» **Brief**:
Once you reach the line containing "I bet you can't find the pendant light cord", copy it and every line after it exactly, through the end of the data below.

[Free-text object descriptions]
########################################
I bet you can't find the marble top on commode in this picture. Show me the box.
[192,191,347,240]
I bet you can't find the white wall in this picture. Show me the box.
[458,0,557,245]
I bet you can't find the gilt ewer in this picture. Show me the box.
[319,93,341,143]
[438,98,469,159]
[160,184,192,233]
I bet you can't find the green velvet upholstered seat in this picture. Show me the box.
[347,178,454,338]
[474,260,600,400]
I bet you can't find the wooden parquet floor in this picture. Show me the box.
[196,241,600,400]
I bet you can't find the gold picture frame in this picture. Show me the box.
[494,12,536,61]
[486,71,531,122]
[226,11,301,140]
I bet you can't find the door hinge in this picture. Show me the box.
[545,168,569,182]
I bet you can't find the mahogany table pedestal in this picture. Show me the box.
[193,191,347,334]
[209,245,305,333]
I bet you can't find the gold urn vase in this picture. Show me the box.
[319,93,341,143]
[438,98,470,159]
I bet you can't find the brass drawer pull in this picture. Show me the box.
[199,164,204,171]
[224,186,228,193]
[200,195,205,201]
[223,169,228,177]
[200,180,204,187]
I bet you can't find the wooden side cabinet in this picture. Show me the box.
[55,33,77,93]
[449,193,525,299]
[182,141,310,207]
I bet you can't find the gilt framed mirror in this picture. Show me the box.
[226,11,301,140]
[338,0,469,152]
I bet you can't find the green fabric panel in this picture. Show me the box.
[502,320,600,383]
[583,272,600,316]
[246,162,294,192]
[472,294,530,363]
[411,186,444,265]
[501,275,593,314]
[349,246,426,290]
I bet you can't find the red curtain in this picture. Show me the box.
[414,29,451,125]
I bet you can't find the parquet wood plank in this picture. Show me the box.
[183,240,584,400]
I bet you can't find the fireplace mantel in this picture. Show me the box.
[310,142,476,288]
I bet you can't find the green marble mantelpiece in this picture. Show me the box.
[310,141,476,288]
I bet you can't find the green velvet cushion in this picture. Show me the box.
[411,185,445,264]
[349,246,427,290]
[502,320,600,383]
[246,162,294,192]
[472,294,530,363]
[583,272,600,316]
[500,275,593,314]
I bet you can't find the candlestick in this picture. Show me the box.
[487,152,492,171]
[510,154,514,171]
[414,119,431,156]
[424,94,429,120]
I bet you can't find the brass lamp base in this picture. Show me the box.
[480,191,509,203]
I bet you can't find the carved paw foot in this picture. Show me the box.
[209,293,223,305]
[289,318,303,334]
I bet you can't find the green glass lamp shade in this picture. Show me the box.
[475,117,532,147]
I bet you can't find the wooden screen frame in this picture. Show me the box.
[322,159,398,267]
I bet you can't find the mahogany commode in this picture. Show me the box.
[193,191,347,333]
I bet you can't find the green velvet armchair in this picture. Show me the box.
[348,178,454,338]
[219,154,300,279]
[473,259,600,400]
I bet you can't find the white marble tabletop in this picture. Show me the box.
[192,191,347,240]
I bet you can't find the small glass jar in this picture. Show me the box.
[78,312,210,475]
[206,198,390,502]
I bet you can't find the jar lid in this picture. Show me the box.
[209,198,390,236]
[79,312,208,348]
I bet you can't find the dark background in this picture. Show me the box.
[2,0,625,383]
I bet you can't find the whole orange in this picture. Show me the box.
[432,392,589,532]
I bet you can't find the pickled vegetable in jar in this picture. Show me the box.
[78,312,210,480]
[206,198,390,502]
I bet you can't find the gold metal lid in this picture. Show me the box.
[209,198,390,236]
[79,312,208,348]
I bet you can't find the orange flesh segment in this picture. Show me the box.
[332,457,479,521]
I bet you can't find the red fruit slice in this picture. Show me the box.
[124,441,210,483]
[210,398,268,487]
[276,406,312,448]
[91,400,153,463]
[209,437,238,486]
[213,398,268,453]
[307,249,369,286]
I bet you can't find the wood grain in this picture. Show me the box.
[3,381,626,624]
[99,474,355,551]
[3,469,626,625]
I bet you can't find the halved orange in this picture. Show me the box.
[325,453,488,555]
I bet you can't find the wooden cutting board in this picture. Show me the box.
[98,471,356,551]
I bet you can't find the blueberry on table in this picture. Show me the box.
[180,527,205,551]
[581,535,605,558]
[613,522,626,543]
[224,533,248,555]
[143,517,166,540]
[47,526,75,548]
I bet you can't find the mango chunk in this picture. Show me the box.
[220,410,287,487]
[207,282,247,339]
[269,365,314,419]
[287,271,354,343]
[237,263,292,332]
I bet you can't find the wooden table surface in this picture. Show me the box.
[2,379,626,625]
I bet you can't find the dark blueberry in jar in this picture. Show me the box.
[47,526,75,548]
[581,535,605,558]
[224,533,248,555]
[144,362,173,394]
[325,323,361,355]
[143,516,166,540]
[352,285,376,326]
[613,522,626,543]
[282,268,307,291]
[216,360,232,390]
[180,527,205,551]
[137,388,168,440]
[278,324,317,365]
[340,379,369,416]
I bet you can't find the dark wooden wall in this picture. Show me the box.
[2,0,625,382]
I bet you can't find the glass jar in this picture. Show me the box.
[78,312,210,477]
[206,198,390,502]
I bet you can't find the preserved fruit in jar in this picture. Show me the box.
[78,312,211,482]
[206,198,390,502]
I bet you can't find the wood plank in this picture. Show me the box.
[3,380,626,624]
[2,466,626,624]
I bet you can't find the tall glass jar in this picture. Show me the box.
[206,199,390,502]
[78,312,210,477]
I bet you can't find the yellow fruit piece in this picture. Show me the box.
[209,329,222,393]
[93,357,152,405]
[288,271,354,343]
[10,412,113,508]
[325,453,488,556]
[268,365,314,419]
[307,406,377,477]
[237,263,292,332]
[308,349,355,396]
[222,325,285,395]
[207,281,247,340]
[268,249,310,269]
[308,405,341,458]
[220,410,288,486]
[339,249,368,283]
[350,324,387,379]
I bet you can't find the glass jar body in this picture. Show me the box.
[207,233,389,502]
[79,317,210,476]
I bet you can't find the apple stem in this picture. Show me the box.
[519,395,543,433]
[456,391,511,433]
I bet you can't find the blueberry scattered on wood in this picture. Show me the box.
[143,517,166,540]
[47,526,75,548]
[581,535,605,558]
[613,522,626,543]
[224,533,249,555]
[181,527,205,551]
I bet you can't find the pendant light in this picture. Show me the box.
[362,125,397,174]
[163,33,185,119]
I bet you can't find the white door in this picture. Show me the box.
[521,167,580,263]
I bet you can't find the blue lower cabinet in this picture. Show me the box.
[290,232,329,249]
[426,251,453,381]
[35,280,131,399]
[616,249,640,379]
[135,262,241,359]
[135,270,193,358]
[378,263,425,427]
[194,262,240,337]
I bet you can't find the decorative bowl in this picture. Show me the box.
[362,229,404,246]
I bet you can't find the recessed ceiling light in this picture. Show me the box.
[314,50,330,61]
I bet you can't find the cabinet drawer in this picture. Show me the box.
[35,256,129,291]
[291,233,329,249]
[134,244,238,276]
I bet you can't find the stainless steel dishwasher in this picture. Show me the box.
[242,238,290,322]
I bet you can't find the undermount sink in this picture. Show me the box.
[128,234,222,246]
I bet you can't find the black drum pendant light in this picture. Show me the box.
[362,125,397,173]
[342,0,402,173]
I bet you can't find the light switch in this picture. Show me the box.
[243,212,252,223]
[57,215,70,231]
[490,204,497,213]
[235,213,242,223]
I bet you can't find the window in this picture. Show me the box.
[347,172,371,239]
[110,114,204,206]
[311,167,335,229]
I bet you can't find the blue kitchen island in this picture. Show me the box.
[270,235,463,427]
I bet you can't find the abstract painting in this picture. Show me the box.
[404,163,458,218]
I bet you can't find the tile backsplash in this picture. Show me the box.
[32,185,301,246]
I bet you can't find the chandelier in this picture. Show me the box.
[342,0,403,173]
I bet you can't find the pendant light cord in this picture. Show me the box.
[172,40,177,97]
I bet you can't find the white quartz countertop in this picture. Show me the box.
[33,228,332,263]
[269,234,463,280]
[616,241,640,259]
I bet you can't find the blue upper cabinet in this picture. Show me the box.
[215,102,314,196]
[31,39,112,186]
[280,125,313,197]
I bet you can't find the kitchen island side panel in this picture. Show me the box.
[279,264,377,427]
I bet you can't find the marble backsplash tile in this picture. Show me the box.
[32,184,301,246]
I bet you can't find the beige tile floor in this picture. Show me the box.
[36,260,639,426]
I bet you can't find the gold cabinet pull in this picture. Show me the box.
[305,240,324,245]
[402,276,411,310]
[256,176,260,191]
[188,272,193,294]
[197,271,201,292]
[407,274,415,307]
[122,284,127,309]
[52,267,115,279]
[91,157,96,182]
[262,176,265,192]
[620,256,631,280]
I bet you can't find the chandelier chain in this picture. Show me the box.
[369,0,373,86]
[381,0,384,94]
########################################
» **Finished exercise**:
I bet you can't find the pendant light cord in this picture. Show me the box.
[172,40,177,97]
I bet you can't find the white quartz countertop in this picture. Show me the box.
[33,228,332,263]
[269,234,463,280]
[616,241,640,259]
I bet you can't find the blue upper cabinet in this picture. Show me the box.
[215,102,314,196]
[31,39,112,186]
[280,125,313,197]
I bet you can't find the kitchen island side panel in this picture. Show me the box.
[279,264,377,427]
I bet you can't find the marble backsplash tile in this picture. Show me the box.
[32,184,301,246]
I bet you can't find the beige tile floor in this picture. Show me the box.
[36,260,639,426]
I bet you can't find the gold cabinet pull in this picture. Show me the box.
[305,240,324,245]
[402,276,411,310]
[256,176,260,191]
[188,272,193,294]
[197,271,201,292]
[407,274,415,307]
[122,284,127,309]
[52,267,115,279]
[91,157,96,182]
[262,176,265,192]
[620,256,631,280]
I bet you can't find the chandelier chain in this picture. Show me the box.
[369,0,373,86]
[381,0,384,94]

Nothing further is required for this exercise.